+++ TEXT PROVIDED +++

EditorialRespect, MLK
Today, Monday, January 19, is being celebrated in the United States of America as a national holiday in honor of Dr. Martin Luther King, Jr., a black civil rights leader who was murdered in Memphis, Tennessee, on April 4, 1968. 
 
From the time of the Montgomery, Alabama bus boycott in 1955 in support of Rosa Parks, who had rebelled against segregated seating on Montgomery buses, until he was actually shot dead, Martin Luther King, though he preached absolute non-violence, lived in daily fear of assassination.
 
It would take too long to try to give you a sense of the climate in the American South during the time of Martin Luther King. Suffice to say that all public facilities were segregated, many public officials (all white) belonged to the Ku Klux Klan, and blacks who were considered as stepping out of line, could be beaten and murdered with impunity. Many innocent blacks were lynched. White supremacy ruled the American South in an untrammeled fashion.
 
We are not experts in American history, so we cannot say why the Southern states were so vicious in their hatred of black people. Much of it was the sexual fear of any kind of racial integration, and no doubt some of it could be traced back to the Haitian slave rebellion of 1791, which ended up crowning a black emperor, Christophe, in 1804. The triumph of the Haitian blacks under the leadership of Toussaint L’Overture had created panic in slaveowners in the United States. (Remember, Haiti is only a few hundred miles away from Florida.) When slave rebellions in the U.S. itself were led by people like Gabriel Prosser, Denmark Vesey and Nat Turner in the first part of the 1800’s, these were crushed in a mercilessly frenzied manner.

+++ DATA PROVIDED +++

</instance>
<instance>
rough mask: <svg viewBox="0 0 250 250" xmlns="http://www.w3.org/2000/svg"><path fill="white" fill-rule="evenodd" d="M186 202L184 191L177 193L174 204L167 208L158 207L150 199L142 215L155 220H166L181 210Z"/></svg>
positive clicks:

+++

- _STUDY QUESTIONS_
a) Please return the passage of the MLK editorial from "From the time" to "an untrammeled fashion." word for word.
b) Carry the MLK editorial forward from its last sentence.

- _WRITTEN ANSWERS_
a)
From the time of the Montgomery, Alabama bus boycott in 1955 in support of Rosa Parks, who had rebelled against segregated seating on Montgomery buses, until he was actually shot dead, Martin Luther King, though he preached absolute non-violence, lived in daily fear of assassination.
 
It would take too long to try to give you a sense of the climate in the American South during the time of Martin Luther King. Suffice to say that all public facilities were segregated, many public officials (all white) belonged to the Ku Klux Klan, and blacks who were considered as stepping out of line, could be beaten and murdered with impunity. Many innocent blacks were lynched. White supremacy ruled the American South in an untrammeled fashion.

b)
 
Slavery in the settlement of Belize was a unique institution, for several reasons. What the Battle of St. George’s Caye had established in 1798 was that the whites in Belize could not survive without the blacks, who were the majority. Whereas the whites in Belize had opened schools from early in the 1800’s, in the American South blacks were denied education. In the rest of the British Caribbean, missionaries were encouraged to open schools. But to teach a black person to read was a crime in Dixie.
 
As a result of the attitude of slaveowners in America, as compared to the position of the British in the Caribbean, black Americans were, on average, uneducated compared to West Indian blacks. As a consequence of the civil rights struggle, led by Martin Luther King, Jr., many jobs were opened up to blacks, beginning in the 1960’s. With the United States having become the world’s largest economy at that time, these were great opportunities. Because West Indian blacks were better educated and trained, they benefited from many of the jobs which the militancy of American blacks had made possible in the United States.
 
The white supremacist process has always been about dividing and conquering, from the time slave ship captains began hiring Africans to enslave other Africans on the West African coast four or five centuries ago. Belizeans and West Indian blacks have tended to look down upon American blacks. This is because we do not know the real hell American blacks went through. For their part, American blacks tend to resent Caribbean blacks, because American blacks have been fighting America’s wars from the time of Crispus Attucks and the American War of Independence in the 1770’s. It is they who created the jobs made available when segregation became illegal in the United States, and yet Caribbean blacks benefited and did not pay their respect.
 
Today in the United States, as preparations begin for tomorrow’s inauguration of Barack Obama, America’s first African American president, American blacks are remembering the sacrifice and heroism of MLK. The director of the Federal Bureau of Investigation (FBI), J. Edgar Hoover, was a fag and racist who hated Martin Luther King, Jr. Instead of trying to protect MLK, which was his constitutional duty, Hoover made his priority the gathering of tapes and other evidence of MLK’s philandering, which he used to blackmail King and defame him. In British Honduras during the 1950’s and 1960’s, schoolchildren were taught by American clerics that J. Edgar Hoover was a hero, the reason being that he was a member of the majority church.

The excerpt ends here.